■ Work instructions:
What does the data read, word for word, from the line containing "# point at: the ski" through its final line? Give those lines only.

(Records drawn from a dataset)

________

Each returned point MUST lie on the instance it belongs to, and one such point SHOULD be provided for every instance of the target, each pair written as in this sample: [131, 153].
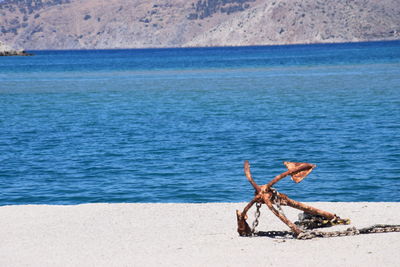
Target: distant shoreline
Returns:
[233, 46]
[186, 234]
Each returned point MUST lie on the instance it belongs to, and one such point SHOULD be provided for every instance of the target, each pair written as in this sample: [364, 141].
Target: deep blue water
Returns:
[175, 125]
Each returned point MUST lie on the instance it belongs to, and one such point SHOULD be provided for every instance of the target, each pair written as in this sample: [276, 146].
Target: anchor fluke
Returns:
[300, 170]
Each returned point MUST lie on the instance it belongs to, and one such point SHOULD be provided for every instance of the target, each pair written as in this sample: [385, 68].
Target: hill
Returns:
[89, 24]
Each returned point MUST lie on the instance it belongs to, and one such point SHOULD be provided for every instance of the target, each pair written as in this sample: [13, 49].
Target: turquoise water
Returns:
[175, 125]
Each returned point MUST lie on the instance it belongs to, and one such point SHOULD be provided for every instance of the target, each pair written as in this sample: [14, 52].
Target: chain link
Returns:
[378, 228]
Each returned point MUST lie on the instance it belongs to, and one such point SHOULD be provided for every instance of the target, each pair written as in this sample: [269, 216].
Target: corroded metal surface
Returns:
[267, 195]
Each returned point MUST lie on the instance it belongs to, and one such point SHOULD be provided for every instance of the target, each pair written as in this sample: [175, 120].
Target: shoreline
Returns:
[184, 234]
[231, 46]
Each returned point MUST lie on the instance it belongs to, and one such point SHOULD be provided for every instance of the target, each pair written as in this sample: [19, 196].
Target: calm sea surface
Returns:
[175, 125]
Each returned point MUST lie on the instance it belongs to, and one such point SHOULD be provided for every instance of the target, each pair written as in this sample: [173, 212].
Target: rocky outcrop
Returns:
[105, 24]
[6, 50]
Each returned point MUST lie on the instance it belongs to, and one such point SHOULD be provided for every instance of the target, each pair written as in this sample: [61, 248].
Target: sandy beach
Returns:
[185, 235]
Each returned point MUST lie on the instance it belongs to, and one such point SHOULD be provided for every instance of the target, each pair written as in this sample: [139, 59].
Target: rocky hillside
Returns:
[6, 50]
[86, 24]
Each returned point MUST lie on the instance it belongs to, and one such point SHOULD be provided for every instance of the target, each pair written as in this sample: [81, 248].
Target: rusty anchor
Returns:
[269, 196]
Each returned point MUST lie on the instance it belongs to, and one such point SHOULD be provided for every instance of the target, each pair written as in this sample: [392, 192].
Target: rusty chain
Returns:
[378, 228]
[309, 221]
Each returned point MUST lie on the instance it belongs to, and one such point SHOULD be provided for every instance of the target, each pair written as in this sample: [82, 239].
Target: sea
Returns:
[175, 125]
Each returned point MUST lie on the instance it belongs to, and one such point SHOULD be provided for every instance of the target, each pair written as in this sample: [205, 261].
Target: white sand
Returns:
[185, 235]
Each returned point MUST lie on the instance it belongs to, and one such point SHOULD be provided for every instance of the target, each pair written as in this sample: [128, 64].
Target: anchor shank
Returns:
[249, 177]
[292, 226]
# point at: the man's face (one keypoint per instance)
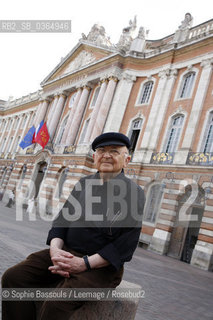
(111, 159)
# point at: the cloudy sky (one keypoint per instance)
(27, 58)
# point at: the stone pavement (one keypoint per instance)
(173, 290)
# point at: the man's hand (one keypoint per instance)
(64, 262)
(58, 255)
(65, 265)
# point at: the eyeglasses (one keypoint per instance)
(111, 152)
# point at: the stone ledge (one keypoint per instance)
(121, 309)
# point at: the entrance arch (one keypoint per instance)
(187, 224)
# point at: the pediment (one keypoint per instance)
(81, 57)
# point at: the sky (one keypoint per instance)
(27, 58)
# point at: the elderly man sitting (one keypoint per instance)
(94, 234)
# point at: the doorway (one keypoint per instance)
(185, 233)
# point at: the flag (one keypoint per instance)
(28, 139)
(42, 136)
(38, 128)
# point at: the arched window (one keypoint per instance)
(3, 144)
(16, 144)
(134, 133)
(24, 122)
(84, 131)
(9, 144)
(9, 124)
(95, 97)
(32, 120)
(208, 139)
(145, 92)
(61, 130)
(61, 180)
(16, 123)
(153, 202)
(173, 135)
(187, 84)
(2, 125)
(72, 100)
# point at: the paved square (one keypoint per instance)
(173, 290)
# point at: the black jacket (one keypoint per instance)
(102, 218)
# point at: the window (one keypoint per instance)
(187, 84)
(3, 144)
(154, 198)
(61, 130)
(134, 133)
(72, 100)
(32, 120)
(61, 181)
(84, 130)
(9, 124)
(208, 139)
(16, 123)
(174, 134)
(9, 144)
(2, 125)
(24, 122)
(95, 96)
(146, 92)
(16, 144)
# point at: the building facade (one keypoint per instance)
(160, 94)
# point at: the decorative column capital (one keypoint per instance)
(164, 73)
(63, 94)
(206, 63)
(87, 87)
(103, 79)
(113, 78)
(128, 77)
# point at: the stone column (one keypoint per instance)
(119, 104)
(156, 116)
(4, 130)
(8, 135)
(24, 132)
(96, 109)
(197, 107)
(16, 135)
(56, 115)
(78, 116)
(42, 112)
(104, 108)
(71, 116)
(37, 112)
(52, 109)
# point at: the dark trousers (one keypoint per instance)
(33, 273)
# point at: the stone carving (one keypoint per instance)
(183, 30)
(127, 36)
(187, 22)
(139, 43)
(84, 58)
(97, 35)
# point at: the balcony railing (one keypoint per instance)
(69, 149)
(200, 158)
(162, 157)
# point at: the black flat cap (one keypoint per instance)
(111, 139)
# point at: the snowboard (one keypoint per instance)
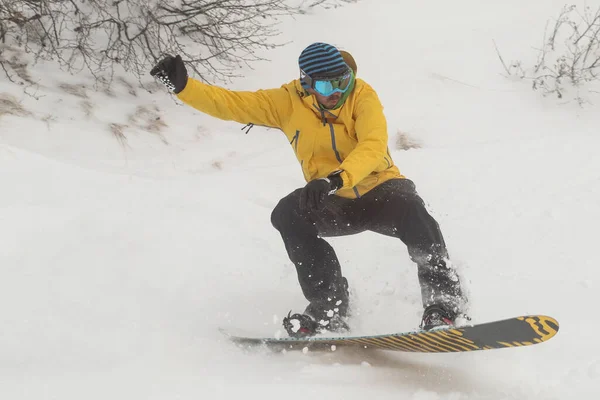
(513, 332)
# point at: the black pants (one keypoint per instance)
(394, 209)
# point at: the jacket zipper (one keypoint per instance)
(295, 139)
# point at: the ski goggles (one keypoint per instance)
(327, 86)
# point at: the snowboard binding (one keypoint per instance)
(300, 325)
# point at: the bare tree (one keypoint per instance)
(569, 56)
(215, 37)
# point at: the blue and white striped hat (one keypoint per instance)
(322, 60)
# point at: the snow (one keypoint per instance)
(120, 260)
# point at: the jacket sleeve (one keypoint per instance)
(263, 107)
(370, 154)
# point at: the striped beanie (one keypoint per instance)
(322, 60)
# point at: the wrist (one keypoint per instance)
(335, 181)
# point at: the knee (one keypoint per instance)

________

■ The answer:
# point at: the ski goggles (one keypoint per instance)
(327, 86)
# point at: the snowboard binding (one keypoint per instance)
(300, 325)
# point at: the bare tree (one keypoint per instance)
(569, 56)
(215, 37)
# point at: the blue and white striped hat (one keypoint per instance)
(322, 60)
# point at: the snow (one keypoint per instance)
(120, 260)
# point at: the jacket sleeve (one keypoint per instance)
(263, 107)
(370, 154)
# point at: the striped beanie (one keypoint per instance)
(322, 60)
# point at: the wrist (one keypoint per instance)
(335, 181)
# point at: the knee (one keypoint per instance)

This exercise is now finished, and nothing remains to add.